> _DATA FOR PROCESSING_

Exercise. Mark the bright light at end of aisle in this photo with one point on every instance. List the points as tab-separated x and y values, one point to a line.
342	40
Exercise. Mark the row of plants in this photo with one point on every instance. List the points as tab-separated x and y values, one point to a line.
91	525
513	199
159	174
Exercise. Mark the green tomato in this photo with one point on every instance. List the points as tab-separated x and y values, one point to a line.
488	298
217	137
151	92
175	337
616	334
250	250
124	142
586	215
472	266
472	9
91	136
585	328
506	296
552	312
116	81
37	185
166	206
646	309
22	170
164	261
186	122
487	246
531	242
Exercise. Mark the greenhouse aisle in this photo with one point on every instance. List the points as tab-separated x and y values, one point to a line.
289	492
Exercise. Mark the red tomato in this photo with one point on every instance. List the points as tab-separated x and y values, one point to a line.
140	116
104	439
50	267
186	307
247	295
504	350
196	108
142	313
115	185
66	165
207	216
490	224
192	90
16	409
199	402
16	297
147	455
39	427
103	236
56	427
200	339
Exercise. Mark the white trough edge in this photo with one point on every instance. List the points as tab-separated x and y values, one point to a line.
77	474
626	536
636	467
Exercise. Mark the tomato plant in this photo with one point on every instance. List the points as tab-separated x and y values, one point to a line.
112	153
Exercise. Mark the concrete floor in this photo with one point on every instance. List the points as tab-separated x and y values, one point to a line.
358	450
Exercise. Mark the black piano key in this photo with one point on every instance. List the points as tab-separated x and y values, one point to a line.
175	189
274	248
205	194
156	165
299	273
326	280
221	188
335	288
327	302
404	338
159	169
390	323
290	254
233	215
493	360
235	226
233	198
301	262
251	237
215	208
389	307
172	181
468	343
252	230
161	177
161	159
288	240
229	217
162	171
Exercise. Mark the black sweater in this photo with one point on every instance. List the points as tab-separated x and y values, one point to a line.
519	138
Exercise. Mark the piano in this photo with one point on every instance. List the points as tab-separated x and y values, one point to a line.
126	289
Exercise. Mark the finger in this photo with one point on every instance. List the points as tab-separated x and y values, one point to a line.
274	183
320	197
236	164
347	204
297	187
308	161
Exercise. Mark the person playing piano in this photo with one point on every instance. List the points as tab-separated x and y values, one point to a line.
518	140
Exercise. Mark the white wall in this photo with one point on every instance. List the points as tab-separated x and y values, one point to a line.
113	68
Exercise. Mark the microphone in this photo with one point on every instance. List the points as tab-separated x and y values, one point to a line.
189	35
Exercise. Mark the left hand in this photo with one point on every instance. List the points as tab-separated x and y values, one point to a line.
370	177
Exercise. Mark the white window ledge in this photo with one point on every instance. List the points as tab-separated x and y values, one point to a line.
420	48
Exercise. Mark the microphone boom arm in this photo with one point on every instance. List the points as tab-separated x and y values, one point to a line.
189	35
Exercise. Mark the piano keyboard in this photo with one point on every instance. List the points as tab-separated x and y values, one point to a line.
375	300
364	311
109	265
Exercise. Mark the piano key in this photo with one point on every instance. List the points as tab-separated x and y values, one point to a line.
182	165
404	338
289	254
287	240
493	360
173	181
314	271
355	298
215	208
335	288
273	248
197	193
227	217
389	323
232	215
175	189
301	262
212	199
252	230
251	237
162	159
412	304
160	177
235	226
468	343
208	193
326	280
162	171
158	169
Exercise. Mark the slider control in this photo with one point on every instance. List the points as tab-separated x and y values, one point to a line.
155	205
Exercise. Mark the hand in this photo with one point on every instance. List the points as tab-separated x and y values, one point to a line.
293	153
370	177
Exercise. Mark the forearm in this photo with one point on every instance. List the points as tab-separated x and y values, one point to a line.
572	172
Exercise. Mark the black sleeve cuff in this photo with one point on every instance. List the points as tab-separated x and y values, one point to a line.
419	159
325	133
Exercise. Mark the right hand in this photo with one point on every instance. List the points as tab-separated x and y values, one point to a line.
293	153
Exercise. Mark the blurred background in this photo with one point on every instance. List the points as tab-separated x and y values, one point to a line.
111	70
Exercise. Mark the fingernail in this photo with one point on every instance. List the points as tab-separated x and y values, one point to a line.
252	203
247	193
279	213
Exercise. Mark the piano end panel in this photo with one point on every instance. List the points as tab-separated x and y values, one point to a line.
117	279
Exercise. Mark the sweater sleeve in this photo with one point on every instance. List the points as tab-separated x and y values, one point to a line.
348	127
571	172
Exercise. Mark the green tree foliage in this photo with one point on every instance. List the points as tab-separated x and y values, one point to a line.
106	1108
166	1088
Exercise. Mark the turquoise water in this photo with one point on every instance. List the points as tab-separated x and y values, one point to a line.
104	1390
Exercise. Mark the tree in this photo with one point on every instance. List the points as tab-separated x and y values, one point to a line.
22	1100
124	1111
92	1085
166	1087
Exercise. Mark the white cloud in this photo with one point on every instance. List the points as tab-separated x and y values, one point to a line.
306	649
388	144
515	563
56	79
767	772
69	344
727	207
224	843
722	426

> _EXERCISE OBJECTIVE_
Copy the entries verbatim, from the line containing "Exercise. Mark the green tree" through the last line of the entries, both included.

> _ANSWER TO THE PROBLEM_
Exercise. Mark the green tree foliage in this photo with one point on every instance. List the points as tab-separated x and y values, one point to a line.
106	1108
166	1088
Exercise. Mark the turquoise water in this photo with one point on every instance. List the points as tab-separated x and y values, one point to a line.
104	1390
Exercise. Mark the tree in this photo with one point on every instance. List the points as tab-separated x and y values, one point to a line.
22	1100
124	1111
92	1085
166	1087
Exercise. Mark the white cloud in this photo with one point on every instance. List the points as tab-separated x and y values, one point to a line.
306	649
388	144
515	563
56	79
767	772
69	344
727	207
224	843
722	426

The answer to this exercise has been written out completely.